Short problem 1:
Decide whether each statement agrees with the text on writing node.js bindings: (a) the speaker assumes the audience knows C++ fairly well; (b) the talk presents several complete bindings; (c) the speaker suggests cloning the git repository. Answer yes or no for each, quoting the deciding words of the text.

══ Text extract

Skip to content
Find file
Fetching contributors…
Cannot retrieve contributors at this time
379 lines (275 sloc) 13.7 KB
Good morning everyone, and I hope all of you had fun in the first few sessions.
Since I don't have much time, I'll jump right in. This talk is about writing
bindings so that you can use native C/C++ libraries in node.js projects. This
talk is useful if you want to do that, OR you are interested in some node.js/V8
internals for curiosity's sake. I will assume you know C++ fairly well. The talk
is very example heavy. You'll have a lot of C++ thrown onto the screen. That
said I have intentionally not shown any actual binding. This is because
wrapping your head around 2 things in 30min might be too much. Rather I show
the V8/node side of the problem and at the end will point you to tiny bindings
that serve as good examples. I suggest you clone the git repository and follow
along in the code.

════
══ Records shown

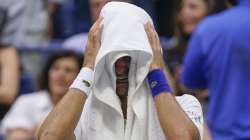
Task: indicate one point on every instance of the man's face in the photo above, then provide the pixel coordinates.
(122, 70)
(96, 7)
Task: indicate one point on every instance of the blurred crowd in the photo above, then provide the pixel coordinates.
(42, 44)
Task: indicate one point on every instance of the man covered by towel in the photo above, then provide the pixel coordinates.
(122, 93)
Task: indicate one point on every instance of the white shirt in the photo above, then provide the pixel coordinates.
(188, 103)
(27, 112)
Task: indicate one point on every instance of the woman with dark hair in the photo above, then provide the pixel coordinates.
(29, 110)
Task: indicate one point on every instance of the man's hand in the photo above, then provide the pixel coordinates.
(93, 45)
(156, 47)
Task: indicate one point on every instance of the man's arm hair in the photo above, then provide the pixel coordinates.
(62, 121)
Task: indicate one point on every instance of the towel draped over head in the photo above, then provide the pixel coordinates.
(102, 117)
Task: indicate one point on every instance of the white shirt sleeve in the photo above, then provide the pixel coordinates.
(18, 116)
(193, 109)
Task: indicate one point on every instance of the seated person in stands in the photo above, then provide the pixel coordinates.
(28, 112)
(9, 78)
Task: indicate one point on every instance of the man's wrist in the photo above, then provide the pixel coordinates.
(158, 82)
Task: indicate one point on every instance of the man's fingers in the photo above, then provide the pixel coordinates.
(149, 33)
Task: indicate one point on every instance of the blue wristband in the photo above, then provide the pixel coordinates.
(157, 82)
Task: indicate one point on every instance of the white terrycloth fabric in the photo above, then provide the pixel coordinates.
(102, 117)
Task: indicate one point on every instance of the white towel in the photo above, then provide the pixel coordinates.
(102, 117)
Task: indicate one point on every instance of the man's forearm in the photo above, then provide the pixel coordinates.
(62, 121)
(174, 121)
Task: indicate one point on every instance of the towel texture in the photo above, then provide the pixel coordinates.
(102, 117)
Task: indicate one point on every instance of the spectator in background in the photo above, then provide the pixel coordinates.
(9, 78)
(26, 22)
(29, 110)
(77, 42)
(218, 59)
(189, 14)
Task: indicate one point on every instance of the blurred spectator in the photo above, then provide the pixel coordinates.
(68, 17)
(189, 14)
(25, 22)
(79, 41)
(9, 78)
(29, 110)
(218, 59)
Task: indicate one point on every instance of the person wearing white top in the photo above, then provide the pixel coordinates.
(111, 99)
(28, 112)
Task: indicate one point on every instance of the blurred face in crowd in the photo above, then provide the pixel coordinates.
(61, 75)
(122, 70)
(96, 7)
(190, 13)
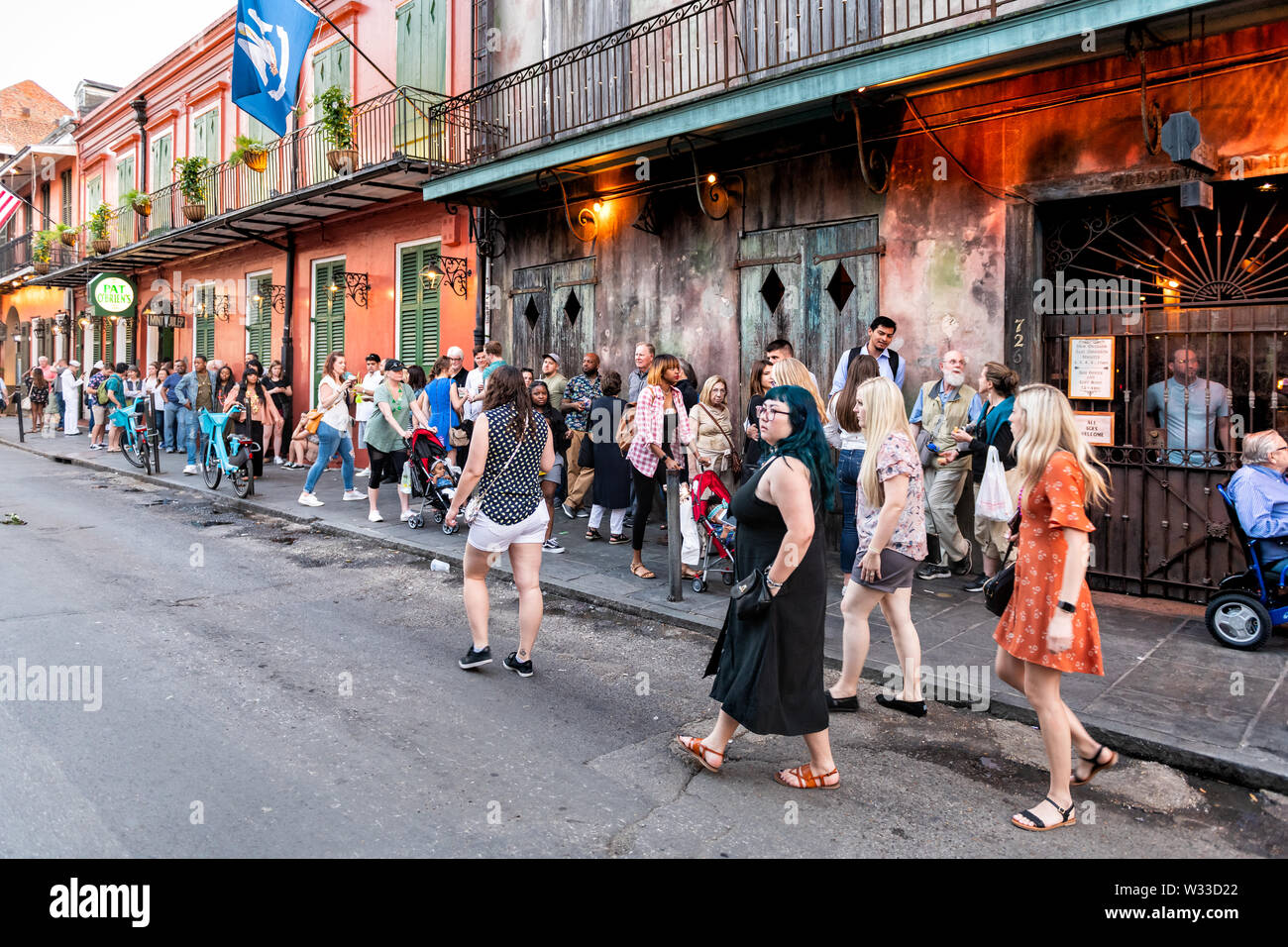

════

Short problem 2:
Write out the lines of the entries starting at the line that contains "Task: indicate one point on every instance of the towel texture" and ending at the last line of the entries, both included, without changes. Leave the pictures out.

Worked answer 1:
(a) Yes: "I will assume you know C++ fairly well."
(b) No: "I have intentionally not shown any actual binding."
(c) Yes: "I suggest you clone the git repository and follow along in the code."

Worked answer 2:
Task: indicate one point on every instance of the towel texture in the photo above, then provide the pixel coordinates.
(102, 117)
Task: indicate one point on every instance of the spectator in background in the photo above, then provide the pixel coordinates.
(9, 78)
(26, 22)
(29, 110)
(77, 42)
(218, 59)
(189, 14)
Task: indicate one point on every instance of the blurred spectator in the photo above, then provide the pixel coordinates.
(68, 17)
(189, 14)
(25, 22)
(79, 41)
(9, 78)
(29, 110)
(218, 59)
Task: indicate one point on every instance of the person wearing white top in the photo above, then provide the pixel coordinates.
(111, 99)
(28, 112)
Task: indicate one point on every instance of the blurred face in crowd in the photo above, then provide the pixel coordinates.
(61, 75)
(122, 70)
(96, 7)
(190, 13)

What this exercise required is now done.